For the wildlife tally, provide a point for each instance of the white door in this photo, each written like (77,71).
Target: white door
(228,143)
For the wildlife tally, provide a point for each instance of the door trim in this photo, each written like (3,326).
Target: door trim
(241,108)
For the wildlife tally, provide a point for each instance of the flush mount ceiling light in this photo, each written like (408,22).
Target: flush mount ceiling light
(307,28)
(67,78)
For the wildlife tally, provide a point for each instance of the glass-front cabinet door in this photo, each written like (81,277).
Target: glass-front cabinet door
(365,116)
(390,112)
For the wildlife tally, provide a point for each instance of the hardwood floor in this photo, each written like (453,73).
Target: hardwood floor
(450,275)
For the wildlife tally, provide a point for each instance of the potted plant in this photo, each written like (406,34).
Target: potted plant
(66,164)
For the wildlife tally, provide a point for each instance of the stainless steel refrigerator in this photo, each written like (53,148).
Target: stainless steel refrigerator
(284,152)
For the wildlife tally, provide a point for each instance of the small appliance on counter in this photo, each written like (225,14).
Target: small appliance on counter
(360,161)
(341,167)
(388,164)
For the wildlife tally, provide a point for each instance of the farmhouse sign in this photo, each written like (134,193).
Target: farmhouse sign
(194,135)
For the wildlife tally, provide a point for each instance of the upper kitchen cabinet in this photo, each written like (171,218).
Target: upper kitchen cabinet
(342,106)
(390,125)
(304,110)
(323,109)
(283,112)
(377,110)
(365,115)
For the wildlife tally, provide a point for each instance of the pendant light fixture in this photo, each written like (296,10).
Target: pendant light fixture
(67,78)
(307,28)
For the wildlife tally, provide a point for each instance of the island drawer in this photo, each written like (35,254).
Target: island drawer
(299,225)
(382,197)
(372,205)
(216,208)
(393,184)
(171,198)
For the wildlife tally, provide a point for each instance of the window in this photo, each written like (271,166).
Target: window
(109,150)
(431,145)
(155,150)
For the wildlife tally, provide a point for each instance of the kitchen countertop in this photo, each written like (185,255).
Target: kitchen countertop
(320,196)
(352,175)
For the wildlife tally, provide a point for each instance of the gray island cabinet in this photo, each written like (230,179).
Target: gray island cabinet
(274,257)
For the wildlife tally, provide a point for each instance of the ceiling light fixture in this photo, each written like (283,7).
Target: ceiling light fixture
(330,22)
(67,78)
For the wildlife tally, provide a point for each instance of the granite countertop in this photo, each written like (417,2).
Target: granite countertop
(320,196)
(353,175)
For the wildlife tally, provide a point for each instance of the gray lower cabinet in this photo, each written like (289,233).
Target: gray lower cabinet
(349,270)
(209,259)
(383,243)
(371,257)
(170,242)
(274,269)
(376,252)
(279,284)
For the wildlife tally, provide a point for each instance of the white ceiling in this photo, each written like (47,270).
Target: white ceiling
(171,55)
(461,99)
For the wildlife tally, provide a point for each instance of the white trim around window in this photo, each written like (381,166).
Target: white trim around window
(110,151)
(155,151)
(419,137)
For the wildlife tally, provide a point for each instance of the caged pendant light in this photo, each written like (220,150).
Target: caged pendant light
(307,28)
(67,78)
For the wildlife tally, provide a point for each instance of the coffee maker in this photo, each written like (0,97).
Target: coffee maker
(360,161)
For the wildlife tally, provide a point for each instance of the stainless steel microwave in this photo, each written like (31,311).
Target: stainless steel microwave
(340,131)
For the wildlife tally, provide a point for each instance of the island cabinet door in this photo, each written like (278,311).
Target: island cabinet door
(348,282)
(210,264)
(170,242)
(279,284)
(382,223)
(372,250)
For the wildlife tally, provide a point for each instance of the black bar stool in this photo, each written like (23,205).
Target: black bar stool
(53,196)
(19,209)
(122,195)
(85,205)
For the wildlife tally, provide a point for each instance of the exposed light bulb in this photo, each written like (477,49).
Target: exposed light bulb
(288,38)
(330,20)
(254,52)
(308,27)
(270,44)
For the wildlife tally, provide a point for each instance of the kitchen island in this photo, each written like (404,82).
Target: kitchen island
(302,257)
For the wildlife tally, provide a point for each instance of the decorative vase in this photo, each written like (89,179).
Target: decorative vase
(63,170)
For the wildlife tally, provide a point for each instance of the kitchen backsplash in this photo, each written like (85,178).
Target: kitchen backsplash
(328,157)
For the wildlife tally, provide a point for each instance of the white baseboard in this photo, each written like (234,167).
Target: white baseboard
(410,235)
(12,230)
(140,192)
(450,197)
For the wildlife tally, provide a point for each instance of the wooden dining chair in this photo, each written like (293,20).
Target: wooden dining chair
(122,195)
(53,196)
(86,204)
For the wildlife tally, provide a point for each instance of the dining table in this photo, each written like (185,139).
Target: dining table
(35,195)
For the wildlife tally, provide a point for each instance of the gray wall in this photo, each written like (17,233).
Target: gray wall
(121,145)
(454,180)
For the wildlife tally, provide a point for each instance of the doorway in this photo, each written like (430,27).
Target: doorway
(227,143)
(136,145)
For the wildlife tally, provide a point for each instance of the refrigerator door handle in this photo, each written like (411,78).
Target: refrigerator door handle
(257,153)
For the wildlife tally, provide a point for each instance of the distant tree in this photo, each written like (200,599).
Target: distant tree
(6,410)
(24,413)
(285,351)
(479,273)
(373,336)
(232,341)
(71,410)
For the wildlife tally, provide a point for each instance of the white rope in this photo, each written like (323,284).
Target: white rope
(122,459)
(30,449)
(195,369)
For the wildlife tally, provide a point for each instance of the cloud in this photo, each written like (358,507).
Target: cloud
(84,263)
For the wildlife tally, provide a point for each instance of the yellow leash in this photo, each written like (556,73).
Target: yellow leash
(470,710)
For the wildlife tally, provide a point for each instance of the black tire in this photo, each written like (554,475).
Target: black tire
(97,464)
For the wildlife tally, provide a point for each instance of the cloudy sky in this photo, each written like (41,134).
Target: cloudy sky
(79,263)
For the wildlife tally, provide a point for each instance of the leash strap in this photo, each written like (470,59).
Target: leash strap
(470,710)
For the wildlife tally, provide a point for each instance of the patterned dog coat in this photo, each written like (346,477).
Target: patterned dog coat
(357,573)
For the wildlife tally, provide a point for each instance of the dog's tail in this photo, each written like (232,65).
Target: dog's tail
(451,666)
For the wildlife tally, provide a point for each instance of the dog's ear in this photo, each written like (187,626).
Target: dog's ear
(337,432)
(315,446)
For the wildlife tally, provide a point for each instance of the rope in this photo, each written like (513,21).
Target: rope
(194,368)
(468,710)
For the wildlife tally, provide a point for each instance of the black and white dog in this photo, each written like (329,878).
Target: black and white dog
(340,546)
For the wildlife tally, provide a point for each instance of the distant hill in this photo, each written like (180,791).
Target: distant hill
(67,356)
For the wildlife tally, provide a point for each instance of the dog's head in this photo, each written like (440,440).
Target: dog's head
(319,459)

# WORK REQUIRED
Put every line of all the records above into a numbered list, leaving out any blank lines.

# ANSWER BELOW
1. For the wildlife tally, provide a point for each instance of the white door in this photo, each written like (77,71).
2. Target: white door
3. (228,143)
4. For the wildlife tally, provide a point for each instance of the door trim in this photo, each written like (3,326).
5. Target: door trim
6. (241,108)
7. For the wildlife tally, provide a point for each instance of the flush mount ceiling light in this photo, each written like (408,22).
8. Target: flush mount ceiling light
9. (307,28)
10. (67,78)
11. For the wildlife tally, provide a point for each instance of the glass-front cabinet door in this photo, each written like (81,277).
12. Target: glass-front cabinet door
13. (365,116)
14. (390,112)
15. For the wildlife tally, provide a point for each instance of the hardwood floor in this photo, each written like (453,73).
16. Target: hardwood floor
17. (450,275)
18. For the wildlife tally, provide a point for each instance of the potted plant in this photo, each written like (406,34).
19. Target: potted plant
20. (66,164)
21. For the wildlife tally, provide a point for each instance of the stainless steel refrigerator in this photo, each written like (53,148).
22. Target: stainless steel refrigerator
23. (284,152)
24. For the wildlife tally, provide a point for each instance of the small appliance on counter in this photo, each written like (225,14).
25. Target: small appliance on counter
26. (360,161)
27. (341,167)
28. (388,164)
29. For the wildlife tally, provide a point for each instance of the farmhouse sign in this photo, each written like (134,193).
30. Target: farmhouse sign
31. (194,135)
32. For the wildlife tally, provide a point for each instance of the upper kitchen cabinet in this photo, each written like (171,218).
33. Target: upper kitchen cabinet
34. (342,106)
35. (390,125)
36. (304,110)
37. (323,109)
38. (283,112)
39. (377,110)
40. (365,115)
41. For the wildlife tally, provide a point for each instance of the pendant light fixture in this photo, each written like (296,10).
42. Target: pendant light fixture
43. (67,78)
44. (307,28)
45. For the wildlife tally, provide a point for each instance of the island drawer in this photo, each written like (35,254).
46. Target: island drawer
47. (299,225)
48. (382,197)
49. (372,205)
50. (216,208)
51. (393,184)
52. (171,198)
53. For the wildlife tally, provide a point for each instance of the window in this photo, each written like (271,166).
54. Target: window
55. (109,150)
56. (431,145)
57. (155,150)
58. For the wildlife tally, provide a point for each instance of the kitchen countertop in this photo, each written like (185,255).
59. Target: kitchen countertop
60. (320,196)
61. (352,175)
62. For the wildlife tally, provide a point for each instance of the gray island cabinet in this photo, each written like (230,179).
63. Target: gray island cabinet
64. (274,257)
65. For the wildlife tally, provide a point for each instance of the ceiling light fixture in this photo, each written like (283,7).
66. Target: ceiling light fixture
67. (330,22)
68. (67,78)
69. For the wildlife tally, provide a point for each instance of the granite countertop in this photo, each written like (417,2).
70. Target: granite countertop
71. (320,196)
72. (353,175)
73. For the wildlife tally, provide a point for each instance of the gray lower cabinet in this photo, each written like (289,233).
74. Target: gray lower cabinet
75. (349,270)
76. (209,259)
77. (383,243)
78. (371,257)
79. (170,242)
80. (274,269)
81. (376,252)
82. (279,284)
83. For the wildlife tally, provide a point for each instance of the white ceiling in this photo, each written like (47,270).
84. Target: white ceiling
85. (171,55)
86. (461,99)
87. For the wildlife tally, provide a point for each instance of the white trim around window in this photo, each written like (381,166).
88. Target: white trim around window
89. (110,151)
90. (155,151)
91. (419,137)
92. For the wildlife tally, provide a point for each instance of the caged pendant light in this photo, each written like (220,150).
93. Target: caged pendant light
94. (307,28)
95. (67,78)
96. For the wildlife tally, provide a point for each instance of the coffee maker in this photo, each written like (0,97).
97. Target: coffee maker
98. (360,161)
99. For the wildlife tally, provide a point for each instance of the stainless steel microwave in this photo, each written like (31,311).
100. Target: stainless steel microwave
101. (340,131)
102. For the wildlife tally, provide a point for each instance of the island cabinet door in this photo, each written like (278,311).
103. Target: island cabinet door
104. (348,282)
105. (210,264)
106. (170,242)
107. (279,284)
108. (382,223)
109. (372,250)
110. For the wildlife tally, provide a point for each instance of the black bar stool in this photo, each written like (23,205).
111. Target: black bar stool
112. (53,196)
113. (19,209)
114. (122,195)
115. (85,205)
116. For the wildlife tally, provide a point for each instance of the exposed light bulb in this photo, each written like (477,49).
117. Target: exposed light bulb
118. (288,38)
119. (330,20)
120. (254,52)
121. (308,27)
122. (270,44)
123. For the wildlife tally, provide a point for each instance of the kitchen island in this photo, each written like (404,82).
124. Target: kitchen island
125. (302,257)
126. For the wildlife tally, provide a point for each instance of the decorative vase in this photo, each written like (89,179).
127. Target: decorative vase
128. (63,170)
129. For the wildlife tally, provide a point for each instance of the kitchen backsplash in this photo, each written like (85,178).
130. Target: kitchen backsplash
131. (328,157)
132. For the wildlife tally, provide a point for each instance of the white baseboard in this photo, each written like (234,167).
133. Target: white baseboard
134. (410,235)
135. (12,230)
136. (140,192)
137. (450,197)
138. For the wildlife tally, provide a point for each instance of the wooden dining chair in this photo, each written like (293,20).
139. Target: wooden dining chair
140. (122,195)
141. (53,196)
142. (86,204)
143. For the wildlife tally, provide a point for each instance of the dining table in this photo, each written like (185,139).
144. Target: dining table
145. (35,195)
146. For the wildlife tally, provide a point for each instance of the gray wall in this photo, each written like (17,233).
147. Target: gray wall
148. (121,145)
149. (454,180)
150. For the wildlife tally, provide a point for each instance of the doorway in this photo, each written like (430,27).
151. Target: doorway
152. (227,143)
153. (136,145)
154. For the wildlife tally, provide a point for each instance of the refrigerator door handle in this photo, each written like (411,78).
155. Target: refrigerator door handle
156. (257,153)
157. For the wildlife tally, provide a point for each instance of the distant tree in this photo, each written like (200,599).
158. Target: distant tree
159. (6,410)
160. (24,413)
161. (285,351)
162. (479,273)
163. (373,336)
164. (232,341)
165. (71,410)
166. For the wildlife tally, provide a point for each instance of the white rope in this photo, each written like (323,284).
167. Target: white rope
168. (122,459)
169. (30,449)
170. (195,369)
171. For the wildlife tally, provide a point for each instance of the cloud in this photo, each written like (358,507).
172. Target: cloud
173. (84,263)
174. For the wildlife tally, provide a point for each instance of the yellow leash in this photo, each written like (556,73).
175. Target: yellow leash
176. (470,710)
177. For the wildlife tally, provide a point for each instance of the black tire in this photo, each written like (554,475).
178. Target: black tire
179. (97,464)
180. For the wildlife tally, provide a point for each instance of the cloudy sky in this photo, each written like (41,134).
181. Target: cloudy sky
182. (79,263)
183. For the wildlife tally, provide a point for each instance of the leash strap in this photo, each written like (470,59).
184. Target: leash strap
185. (470,710)
186. For the wildlife tally, provide a point for each instance of the patterned dog coat in this photo, each written like (346,477).
187. Target: patterned dog coat
188. (357,573)
189. For the wildlife tally, provide a point for each instance of the dog's tail in this photo, each written like (232,65).
190. Target: dog's tail
191. (451,666)
192. For the wildlife tally, provide a point for each instance of the dog's ear in this photo, each written like (187,626).
193. Target: dog's ear
194. (337,432)
195. (315,446)
196. For the wildlife tally, provide a point for each instance of the rope in this photo, each written like (513,21).
197. Target: rope
198. (194,368)
199. (468,710)
200. For the wildlife tally, provide a point for each instance of the black and white dog in this photo, each written like (329,878).
201. Target: black and white dog
202. (340,546)
203. For the wildlife tally, provide a point for each instance of the distant hill in this photo, each written like (180,791).
204. Target: distant hill
205. (67,356)
206. For the wildlife tally, provide a point for each instance of the dog's head in this photo, each written like (440,440).
207. Target: dog's head
208. (319,459)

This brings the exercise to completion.